• **HOW TO COMPLETE THIS TASK**: Your answer should consist only of the lines below from the one with "In this exercise you will annotate the soap" through the one with "In this exercise you will annotate the shower curtain, setting", copied exactly.

• **DATA FOR THIS TASK**:
-*-*-

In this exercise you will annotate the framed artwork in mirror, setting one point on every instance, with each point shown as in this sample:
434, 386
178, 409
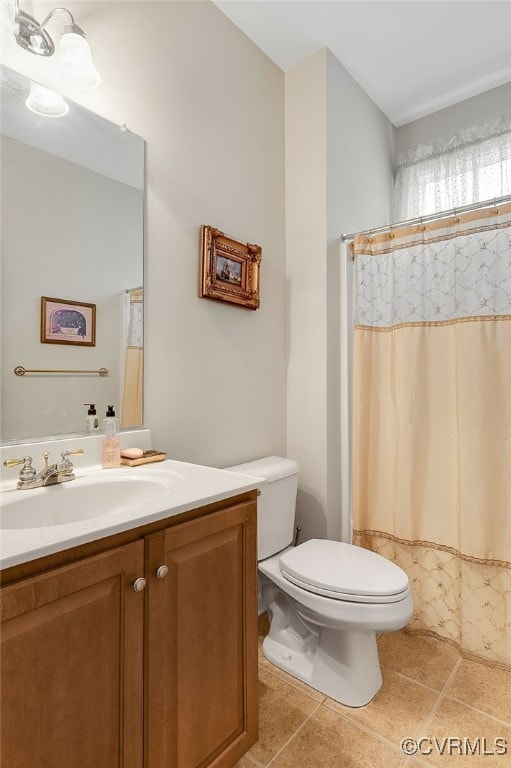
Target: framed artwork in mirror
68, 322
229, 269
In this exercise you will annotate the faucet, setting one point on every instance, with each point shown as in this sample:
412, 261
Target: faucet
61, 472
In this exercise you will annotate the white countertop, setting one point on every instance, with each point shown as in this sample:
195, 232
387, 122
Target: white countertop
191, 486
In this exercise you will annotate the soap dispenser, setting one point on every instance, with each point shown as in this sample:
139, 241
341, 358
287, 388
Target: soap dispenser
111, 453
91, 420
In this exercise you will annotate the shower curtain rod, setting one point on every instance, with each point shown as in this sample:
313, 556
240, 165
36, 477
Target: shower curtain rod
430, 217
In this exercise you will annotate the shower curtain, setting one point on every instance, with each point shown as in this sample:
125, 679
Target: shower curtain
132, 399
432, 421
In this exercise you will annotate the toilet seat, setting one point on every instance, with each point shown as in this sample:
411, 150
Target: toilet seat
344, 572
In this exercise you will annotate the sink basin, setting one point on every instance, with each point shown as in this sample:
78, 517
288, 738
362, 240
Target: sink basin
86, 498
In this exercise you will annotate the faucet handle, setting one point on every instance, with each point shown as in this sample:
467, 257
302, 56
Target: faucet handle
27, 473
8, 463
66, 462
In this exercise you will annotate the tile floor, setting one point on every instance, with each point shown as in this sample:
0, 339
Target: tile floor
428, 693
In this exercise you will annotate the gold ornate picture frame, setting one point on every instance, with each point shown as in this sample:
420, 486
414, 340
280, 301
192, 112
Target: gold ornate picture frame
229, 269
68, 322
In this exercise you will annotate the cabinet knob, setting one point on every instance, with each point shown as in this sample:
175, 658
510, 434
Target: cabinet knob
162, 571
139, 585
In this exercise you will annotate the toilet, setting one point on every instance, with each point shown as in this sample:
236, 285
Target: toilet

-*-*-

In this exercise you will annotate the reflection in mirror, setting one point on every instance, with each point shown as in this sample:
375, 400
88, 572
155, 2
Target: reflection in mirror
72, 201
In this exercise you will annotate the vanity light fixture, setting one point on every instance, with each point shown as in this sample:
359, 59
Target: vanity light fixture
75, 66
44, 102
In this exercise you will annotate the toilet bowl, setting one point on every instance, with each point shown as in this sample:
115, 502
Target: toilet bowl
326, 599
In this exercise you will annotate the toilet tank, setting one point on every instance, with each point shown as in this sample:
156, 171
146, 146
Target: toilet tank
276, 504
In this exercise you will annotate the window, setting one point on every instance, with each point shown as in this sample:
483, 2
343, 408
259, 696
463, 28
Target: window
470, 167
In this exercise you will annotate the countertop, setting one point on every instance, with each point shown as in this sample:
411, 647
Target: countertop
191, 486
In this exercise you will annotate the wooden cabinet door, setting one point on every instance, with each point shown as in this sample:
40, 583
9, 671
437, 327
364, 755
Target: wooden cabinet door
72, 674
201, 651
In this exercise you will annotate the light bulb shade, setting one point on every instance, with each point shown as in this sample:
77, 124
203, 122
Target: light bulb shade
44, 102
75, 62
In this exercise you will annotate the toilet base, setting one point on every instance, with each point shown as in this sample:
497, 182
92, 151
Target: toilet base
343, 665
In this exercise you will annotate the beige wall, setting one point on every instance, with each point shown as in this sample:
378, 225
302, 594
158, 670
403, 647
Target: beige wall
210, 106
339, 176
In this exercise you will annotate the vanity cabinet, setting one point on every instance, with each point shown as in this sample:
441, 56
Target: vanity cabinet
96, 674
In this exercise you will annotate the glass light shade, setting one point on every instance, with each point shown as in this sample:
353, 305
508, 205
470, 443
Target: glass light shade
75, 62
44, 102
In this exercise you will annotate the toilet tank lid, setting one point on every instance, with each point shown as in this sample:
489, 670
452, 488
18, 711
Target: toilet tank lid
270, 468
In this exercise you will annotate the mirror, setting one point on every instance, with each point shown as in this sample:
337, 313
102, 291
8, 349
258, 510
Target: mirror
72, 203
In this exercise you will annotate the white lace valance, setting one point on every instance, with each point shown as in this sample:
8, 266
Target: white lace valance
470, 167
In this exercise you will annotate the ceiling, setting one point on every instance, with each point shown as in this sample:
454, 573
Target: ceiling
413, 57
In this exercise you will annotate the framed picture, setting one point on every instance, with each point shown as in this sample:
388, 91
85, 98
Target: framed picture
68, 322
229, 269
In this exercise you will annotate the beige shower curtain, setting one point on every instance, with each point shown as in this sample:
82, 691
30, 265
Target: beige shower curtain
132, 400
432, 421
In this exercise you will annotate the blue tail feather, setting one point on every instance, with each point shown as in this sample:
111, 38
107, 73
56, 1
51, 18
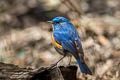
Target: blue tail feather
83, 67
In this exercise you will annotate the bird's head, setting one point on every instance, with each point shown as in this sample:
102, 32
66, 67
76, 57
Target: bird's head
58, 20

-*-*-

• **RESPONSE**:
In this exercise you will annotate the soap dispenser, setting one point on every instance, with each point shown as in this sample:
139, 241
341, 358
287, 388
Target: soap dispenser
111, 453
91, 420
In this exercise you will annotate the shower curtain rod, setting one point on every instance, with each point shown as in this sample:
313, 556
240, 165
36, 477
Target: shower curtain rod
430, 217
In this exercise you will annotate the shower curtain, setting one point on every instance, with each point shown as in this sample:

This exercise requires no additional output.